» **SOURCE PASSAGE**:
## begin
Taj Mahal Hotel in Mumbai Monday's raids on a camp in Kashmir show that India, the US and Pakistan, which used its army to arrest 'more than a dozen' suspected militants at the site, seem to share a view about what happened in Mumbai. The authorities in Islamabad early demands for proof from India have given way to action based upon the assumption that Lashkar e-Taiba, a Kashmiri militant group, played a key role in organising last month's terrorist attacks on that city. This in turn will lead investigators closer to Inter-Services Intelligence - the ISI - the Pakistani military's organisation for gathering secret information, and one of the most written about but least understood intelligence agencies in the world.

The ISI helped to establish Lashkar e-Taiba, just as it played a key role in organising religious students (Taleban) to fight in Afghanistan. During the 1980s Pakistan's leaders wanted to foment trouble in neighbouring countries and these religious-based organisations were a useful tool in that policy. More recently Pakistani leaders have sworn that they would have nothing to do with organising Mumbai or the blowing up of the Indian embassy in Kabul earlier this year, but nobody who knows the region is completely sure that these events were unconnected with the ISI.
## end
» **WHAT THIS TASK INVOLVES**:
Please copy out the passage on Pakistan's ISI and the Mumbai attacks in full, word for word.

Data entries:
## begin
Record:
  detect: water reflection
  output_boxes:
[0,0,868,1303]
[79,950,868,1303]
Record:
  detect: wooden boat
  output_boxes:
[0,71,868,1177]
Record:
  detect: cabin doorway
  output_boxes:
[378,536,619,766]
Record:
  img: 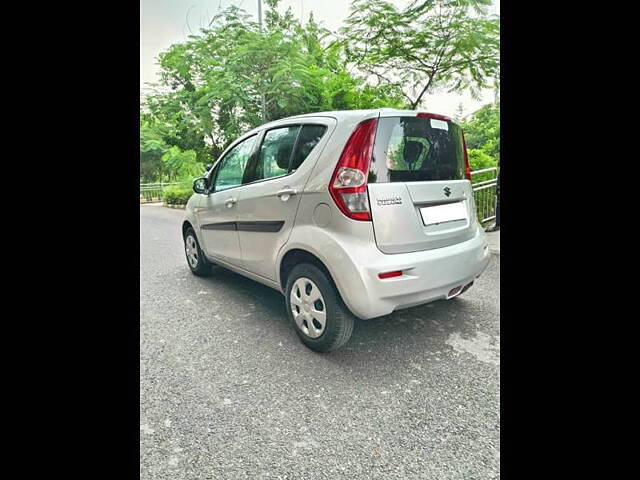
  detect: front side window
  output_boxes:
[214,135,258,192]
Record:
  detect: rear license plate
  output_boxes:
[420,202,467,225]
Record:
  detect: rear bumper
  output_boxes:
[342,228,491,319]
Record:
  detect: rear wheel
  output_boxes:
[184,228,211,277]
[285,263,355,352]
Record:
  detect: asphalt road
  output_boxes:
[140,205,500,480]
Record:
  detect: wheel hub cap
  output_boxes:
[184,235,198,268]
[289,277,327,338]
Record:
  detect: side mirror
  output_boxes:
[193,177,209,194]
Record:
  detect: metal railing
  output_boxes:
[471,167,498,223]
[140,183,177,203]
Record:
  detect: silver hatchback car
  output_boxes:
[182,109,489,352]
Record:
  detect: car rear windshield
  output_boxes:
[369,117,465,183]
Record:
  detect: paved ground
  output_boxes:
[486,230,500,255]
[140,205,500,480]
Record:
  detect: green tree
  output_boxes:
[143,0,405,167]
[342,0,500,109]
[462,103,500,162]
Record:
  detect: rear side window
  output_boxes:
[254,125,300,180]
[369,117,466,183]
[242,125,327,183]
[291,125,327,171]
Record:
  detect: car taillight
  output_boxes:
[378,270,402,280]
[329,118,378,221]
[462,132,471,181]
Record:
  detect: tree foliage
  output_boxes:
[342,0,500,109]
[140,0,499,182]
[462,103,500,162]
[141,0,405,178]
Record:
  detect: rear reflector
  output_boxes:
[447,285,462,297]
[378,270,402,280]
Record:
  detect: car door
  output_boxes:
[237,117,336,280]
[197,134,258,267]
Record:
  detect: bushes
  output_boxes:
[162,185,193,205]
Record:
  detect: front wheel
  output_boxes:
[184,228,211,277]
[285,263,355,352]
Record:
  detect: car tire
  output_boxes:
[285,263,355,352]
[184,228,211,277]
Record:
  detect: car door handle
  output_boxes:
[276,188,298,202]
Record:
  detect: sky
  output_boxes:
[140,0,500,117]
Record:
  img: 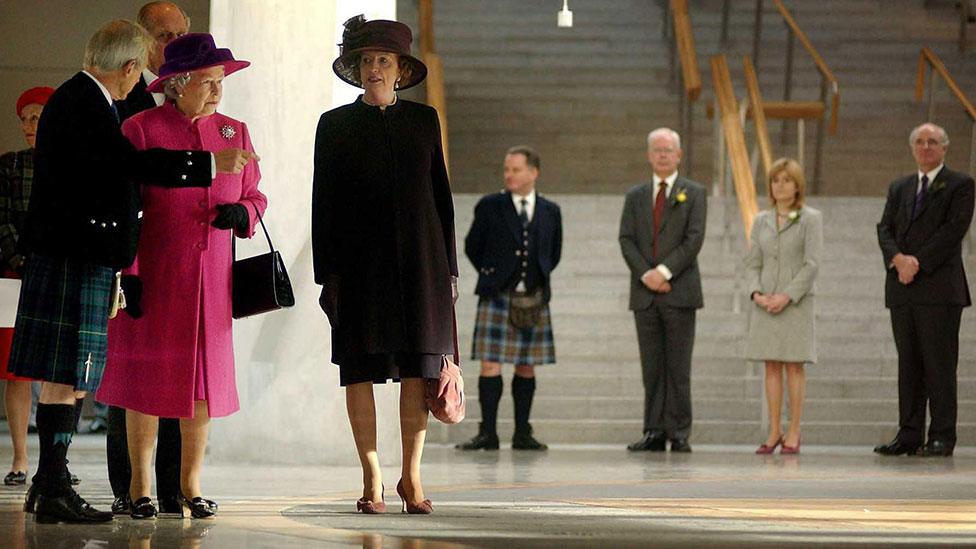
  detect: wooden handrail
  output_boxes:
[915,47,976,121]
[710,55,759,243]
[670,0,701,101]
[742,55,773,177]
[417,0,451,172]
[773,0,840,135]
## end
» **ANSWER TO THIS EXERCISE**:
Taj Mahal Hotel in Mumbai Monday's raids on a camp in Kashmir show that India, the US and Pakistan, which used its army to arrest 'more than a dozen' suspected militants at the site, seem to share a view about what happened in Mumbai. The authorities in Islamabad early demands for proof from India have given way to action based upon the assumption that Lashkar e-Taiba, a Kashmiri militant group, played a key role in organising last month's terrorist attacks on that city. This in turn will lead investigators closer to Inter-Services Intelligence - the ISI - the Pakistani military's organisation for gathering secret information, and one of the most written about but least understood intelligence agencies in the world.

The ISI helped to establish Lashkar e-Taiba, just as it played a key role in organising religious students (Taleban) to fight in Afghanistan. During the 1980s Pakistan's leaders wanted to foment trouble in neighbouring countries and these religious-based organisations were a useful tool in that policy. More recently Pakistani leaders have sworn that they would have nothing to do with organising Mumbai or the blowing up of the Indian embassy in Kabul earlier this year, but nobody who knows the region is completely sure that these events were unconnected with the ISI.